* Text under study
☆ ☆ ☆

Thursday, July 19, 2012

Helium Shortage





 I went to my local party store to see on getting some balloons filled for an event. When the worker informed me that there was a helium shortage and she could not guarantee the balloons could be filled that far ahead of time.

Helium shortage..humm...why isn't this on the news along with the rest of depressing headlines.



Brad Plumer from the Bend Bulletin has the skinny:

Yes, helium. Thanks to a 1996 law that has forced the government to sell off its helium reserves at bargain-bin prices, the country’s stockpile of the relatively rare and nonrenewable gas could soon vanish.
Party supply stores are already feeling the pinch, as helium shortfalls are driving up the price of balloons. But it’s not birthday parties we should worry about. A severe helium shortage, experts say, would cause problems for large swaths of the economy, from medical scanners to welding to the manufacturing of optical fibers and LCD screens.
Congress is slowly grasping the extent of the problem. At a sleepy Senate hearing last week, the Energy and Natural Resources Committee listened to an array of experts chat about helium. The hearing was tied to a bill, sponsored by Sens. Jeff Bingaman, D-N.M., and John Barrasso, R-Wyo., that would change how the government sells helium from its Federal Helium Reserve to prevent shortages.....
...So how did we get to this point? Back in the 1920s, when blimps and other airships seemed like a useful military technology, the United States set up a national helium program. In the 1960s, it opened the Federal Helium Reserve, an 11,000-acre site in the Hugoton-Panhandle Gas Field that spans Texas, Oklahoma and Kansas. The porous brown rock is one of the only geological formations on Earth that can hold huge quantities of helium. And the natural gas from the field itself was particularly rich in helium — a relative rarity in the world.
By 1996, however, the Helium Reserve looked like a waste. Blimps no longer seemed quite so vital to the nation’s defense and, more important, the reserve was $1.4 billion in debt after paying drillers to extract helium from natural gas. The Republican-led Congress, looking to save money, passed the Helium Privatization Act, ordering a selloff by the end of 2014.

☆ ☆ ☆

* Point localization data
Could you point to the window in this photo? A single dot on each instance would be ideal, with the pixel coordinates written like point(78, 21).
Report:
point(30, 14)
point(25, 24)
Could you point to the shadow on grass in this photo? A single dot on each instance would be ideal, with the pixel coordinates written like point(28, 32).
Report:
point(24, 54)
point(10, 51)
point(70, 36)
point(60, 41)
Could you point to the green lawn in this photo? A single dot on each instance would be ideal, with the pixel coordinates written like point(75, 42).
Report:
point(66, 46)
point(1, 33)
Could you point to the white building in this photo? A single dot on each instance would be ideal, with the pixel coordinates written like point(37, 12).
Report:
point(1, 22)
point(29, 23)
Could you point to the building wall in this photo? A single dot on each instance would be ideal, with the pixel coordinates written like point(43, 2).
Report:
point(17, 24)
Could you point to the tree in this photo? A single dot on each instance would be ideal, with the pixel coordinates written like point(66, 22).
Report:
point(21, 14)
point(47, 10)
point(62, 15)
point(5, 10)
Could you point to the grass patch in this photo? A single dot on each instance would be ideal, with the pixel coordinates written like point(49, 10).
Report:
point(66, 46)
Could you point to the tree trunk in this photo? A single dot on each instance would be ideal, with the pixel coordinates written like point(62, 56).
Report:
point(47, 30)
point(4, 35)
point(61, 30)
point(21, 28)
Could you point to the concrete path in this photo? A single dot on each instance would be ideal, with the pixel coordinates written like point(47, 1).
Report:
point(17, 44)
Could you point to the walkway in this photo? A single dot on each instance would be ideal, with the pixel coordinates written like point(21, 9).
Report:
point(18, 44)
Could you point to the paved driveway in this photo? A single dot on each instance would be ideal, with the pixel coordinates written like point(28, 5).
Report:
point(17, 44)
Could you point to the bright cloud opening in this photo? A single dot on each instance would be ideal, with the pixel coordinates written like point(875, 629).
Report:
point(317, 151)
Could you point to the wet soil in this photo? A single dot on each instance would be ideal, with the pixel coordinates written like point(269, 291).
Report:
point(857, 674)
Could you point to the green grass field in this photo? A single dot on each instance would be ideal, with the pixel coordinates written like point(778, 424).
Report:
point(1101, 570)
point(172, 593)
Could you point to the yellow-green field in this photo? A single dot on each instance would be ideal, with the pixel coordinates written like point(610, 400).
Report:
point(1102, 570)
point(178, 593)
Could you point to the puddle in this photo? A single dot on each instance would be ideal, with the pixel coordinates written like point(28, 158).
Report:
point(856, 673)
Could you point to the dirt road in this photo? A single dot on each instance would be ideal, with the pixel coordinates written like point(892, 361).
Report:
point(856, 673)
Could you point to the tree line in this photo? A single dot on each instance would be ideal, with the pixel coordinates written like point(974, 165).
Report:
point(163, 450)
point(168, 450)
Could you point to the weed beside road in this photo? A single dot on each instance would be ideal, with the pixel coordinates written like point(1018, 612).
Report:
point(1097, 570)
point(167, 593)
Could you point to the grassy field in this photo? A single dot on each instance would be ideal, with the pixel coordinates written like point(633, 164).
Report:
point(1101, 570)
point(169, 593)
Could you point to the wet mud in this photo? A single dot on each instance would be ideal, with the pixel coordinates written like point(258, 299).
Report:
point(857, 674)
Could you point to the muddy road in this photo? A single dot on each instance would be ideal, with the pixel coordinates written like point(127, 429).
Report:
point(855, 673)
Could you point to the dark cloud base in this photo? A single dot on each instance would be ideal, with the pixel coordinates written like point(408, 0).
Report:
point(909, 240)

☆ ☆ ☆

* Prompt 1
Do these statements agree with the helium shortage post? Answer yes or no for each, quoting the deciding words of the post. (a) The Federal Helium Reserve covers 11,000 acres. (b) The 1996 law ordered the helium selloff to be finished by the end of 2010. (c) The Senate bill was sponsored by Jeff Bingaman and John Barrasso.
* Prompt 2
According to the helium shortage post, which areas of the economy would a severe helium shortage cause problems for? List all of them.
* Prompt 3
Pick up the helium shortage post after its final sentence and continue it.

* Written reply 1
(a) Yes: "an 11,000-acre site in the Hugoton-Panhandle Gas Field"
(b) No: "ordering a selloff by the end of 2014."
(c) Yes: "sponsored by Sens. Jeff Bingaman, D-N.M., and John Barrasso, R-Wyo."

* Written reply 2
- Medical scanners
- Welding
- The manufacturing of optical fibers
- The manufacturing of LCD screens

* Written reply 3
There was just one small hitch. According to a 2010 report by the National Research Council, the formula that Congress used to set the price for the helium was flawed. Bingaman has dubbed it a “fire sale.” The federally owned helium now sells for about half of what it would on the open market.
And, since the Federal Helium Reserve provides about one-third of the world’s helium, this has upended the entire market. There’s little incentive to conserve, recycle or find new sources of helium. Instead, we’ve been frittering it away. And once helium escapes into the air, it can’t be recovered.
Worse, under existing law, the Federal Helium Reserve could run out of money to operate as early as mid-2013. When that happens, it will still have a large chunk of the world’s helium supply locked in the reservoir — but no one will be able to access it.

So it's the governments fault.

Some people say we will run out of helium in 30 to 50 years. I don't believe we are going to run out completely. I think we have reached peak helium.

What does this mean for us?

Not to much, for now, unless you're in the balloon business.
But if this escalates it could be bad. Helium is used in MRI machines, arc welding, and deep sea diving.

So, if you wanted to hop in a chair with a bunch of helium balloons and fly around like Larry Walters or dive for sunken treasure like Jacques Cousteau, you better get while the gettin's good.